WHAT THE TASK REQUIRES >> Skip the pictures. Transcribe the rest of the data below without changing a word.

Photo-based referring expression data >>

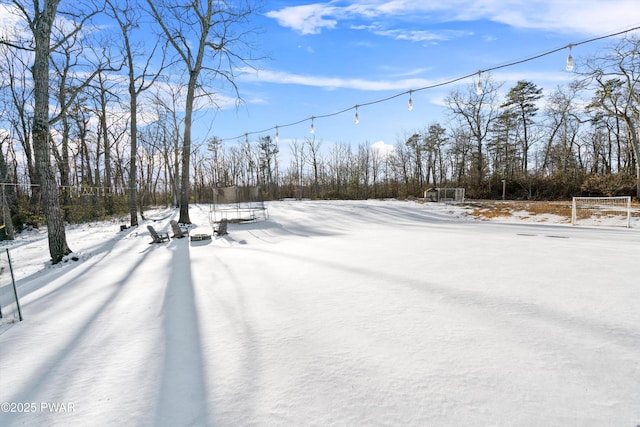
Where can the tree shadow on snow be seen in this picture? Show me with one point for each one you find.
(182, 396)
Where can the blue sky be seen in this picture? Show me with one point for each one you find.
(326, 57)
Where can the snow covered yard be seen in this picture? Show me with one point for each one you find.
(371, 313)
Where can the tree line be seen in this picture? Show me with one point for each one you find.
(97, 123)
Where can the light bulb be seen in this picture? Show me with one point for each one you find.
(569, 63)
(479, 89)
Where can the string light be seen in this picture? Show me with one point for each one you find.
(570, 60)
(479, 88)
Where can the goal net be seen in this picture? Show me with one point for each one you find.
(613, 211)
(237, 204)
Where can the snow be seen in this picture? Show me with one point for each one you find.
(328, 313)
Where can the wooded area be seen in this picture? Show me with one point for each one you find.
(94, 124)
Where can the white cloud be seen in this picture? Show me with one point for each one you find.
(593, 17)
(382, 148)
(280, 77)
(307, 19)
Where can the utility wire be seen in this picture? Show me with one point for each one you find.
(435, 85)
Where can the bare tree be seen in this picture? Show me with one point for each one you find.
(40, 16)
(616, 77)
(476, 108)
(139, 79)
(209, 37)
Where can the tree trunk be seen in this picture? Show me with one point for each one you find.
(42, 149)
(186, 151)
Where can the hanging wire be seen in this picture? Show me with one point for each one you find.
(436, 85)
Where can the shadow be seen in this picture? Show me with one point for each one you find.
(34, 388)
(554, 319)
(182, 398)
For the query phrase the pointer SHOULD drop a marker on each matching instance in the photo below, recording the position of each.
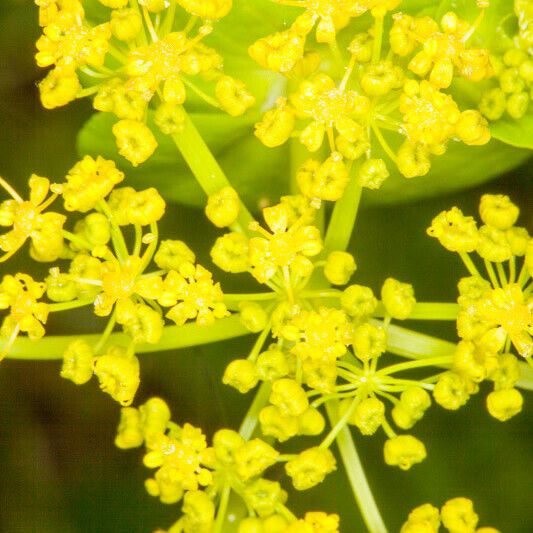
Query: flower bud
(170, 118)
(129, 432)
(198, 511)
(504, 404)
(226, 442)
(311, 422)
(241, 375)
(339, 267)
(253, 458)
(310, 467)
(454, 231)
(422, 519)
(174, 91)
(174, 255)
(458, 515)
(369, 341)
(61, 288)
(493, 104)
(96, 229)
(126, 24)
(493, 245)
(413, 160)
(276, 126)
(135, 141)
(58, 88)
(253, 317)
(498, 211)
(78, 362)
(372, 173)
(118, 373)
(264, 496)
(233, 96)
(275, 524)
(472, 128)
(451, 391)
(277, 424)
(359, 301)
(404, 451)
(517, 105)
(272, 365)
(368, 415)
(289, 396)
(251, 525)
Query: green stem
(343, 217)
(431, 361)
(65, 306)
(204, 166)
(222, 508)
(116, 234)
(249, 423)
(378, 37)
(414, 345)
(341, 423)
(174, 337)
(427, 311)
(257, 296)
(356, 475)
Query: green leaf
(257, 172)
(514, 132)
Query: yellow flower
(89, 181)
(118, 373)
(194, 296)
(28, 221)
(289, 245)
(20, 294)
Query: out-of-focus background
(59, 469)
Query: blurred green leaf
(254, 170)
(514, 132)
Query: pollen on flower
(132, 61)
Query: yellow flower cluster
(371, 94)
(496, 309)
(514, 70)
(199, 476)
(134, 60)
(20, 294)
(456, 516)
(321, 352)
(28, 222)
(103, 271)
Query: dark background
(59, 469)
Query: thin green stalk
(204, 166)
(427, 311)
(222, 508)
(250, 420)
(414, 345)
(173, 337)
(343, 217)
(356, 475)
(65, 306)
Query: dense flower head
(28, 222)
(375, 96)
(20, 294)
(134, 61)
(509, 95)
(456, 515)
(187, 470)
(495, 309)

PROBLEM SOLUTION >>
Where can the tree shadow on snow be seen in this picture? Show me with one point for each one you find.
(182, 396)
Where can the blue sky be seen in this picture? Show me with one point for each one you find.
(326, 57)
Where can the snow covered yard be seen in this picture? Show me with one point for each one you find.
(371, 313)
Where can the tree line be seen in this picture? Show me with one point for each one you find.
(97, 123)
Where can the light bulb be seen in this picture? Show me with one point for each one you find.
(569, 63)
(479, 89)
Where can the string light be seen in this picture? Show me with one point for each one you find.
(570, 60)
(479, 88)
Where can the goal net be seen in this picture? Show me with one point for each one you find.
(613, 211)
(237, 204)
Where can the snow be seen in this picture? Show me with one point for each one you find.
(328, 313)
Where can the wooded area be seen in this picture? Show me with one point for each one you find.
(94, 124)
Where can the white cloud be seen in this picture? Show me with one point for each one you find.
(593, 17)
(382, 148)
(280, 77)
(307, 19)
Where can the utility wire be seen in this picture? Show me with one point for each one you find.
(435, 85)
Where can the bare tree be seen in this picture? Show me with one point for each one you find.
(40, 16)
(616, 77)
(476, 108)
(139, 79)
(209, 37)
Where can the tree trunk be seen in this picture? Show me with one point for each one you find.
(42, 149)
(186, 151)
Where can the hanging wire be seen in this picture? Show me with one point for each one you find.
(436, 85)
Where can the shadow be seen in this picture? Show me with one point for each one you find.
(34, 388)
(554, 319)
(182, 398)
For the query phrase the pointer SHOULD drop a marker on each matching instance in the photo below, recording the position of each.
Query: flower bud
(170, 118)
(129, 432)
(198, 511)
(504, 404)
(226, 442)
(311, 422)
(241, 375)
(339, 267)
(253, 458)
(310, 467)
(454, 231)
(422, 519)
(174, 91)
(174, 255)
(458, 515)
(369, 341)
(61, 288)
(493, 104)
(96, 229)
(126, 24)
(493, 245)
(413, 160)
(276, 126)
(135, 141)
(58, 88)
(253, 317)
(498, 211)
(78, 362)
(372, 173)
(118, 373)
(264, 496)
(233, 96)
(275, 524)
(472, 128)
(451, 391)
(277, 424)
(359, 301)
(404, 451)
(517, 105)
(272, 365)
(368, 415)
(289, 396)
(251, 525)
Query: green stem
(343, 217)
(431, 361)
(65, 306)
(204, 166)
(222, 508)
(116, 234)
(249, 423)
(378, 37)
(414, 345)
(341, 423)
(174, 337)
(427, 311)
(257, 296)
(356, 475)
Query: green leaf
(257, 172)
(514, 132)
Query: yellow flower
(89, 181)
(118, 373)
(194, 296)
(28, 221)
(289, 245)
(20, 294)
Query: out-of-focus background
(59, 469)
Query: blurred green leaf
(254, 170)
(514, 132)
Query: pollen on flower
(132, 61)
Query: yellow flower cluster
(371, 94)
(496, 309)
(514, 70)
(199, 476)
(134, 60)
(20, 294)
(456, 516)
(321, 352)
(28, 222)
(103, 271)
Query: dark background
(59, 469)
Query: thin green stalk
(204, 166)
(427, 311)
(222, 508)
(250, 420)
(414, 345)
(173, 337)
(343, 217)
(356, 475)
(65, 306)
Query: dense flower head
(28, 222)
(375, 96)
(20, 294)
(134, 61)
(509, 95)
(456, 515)
(187, 470)
(495, 309)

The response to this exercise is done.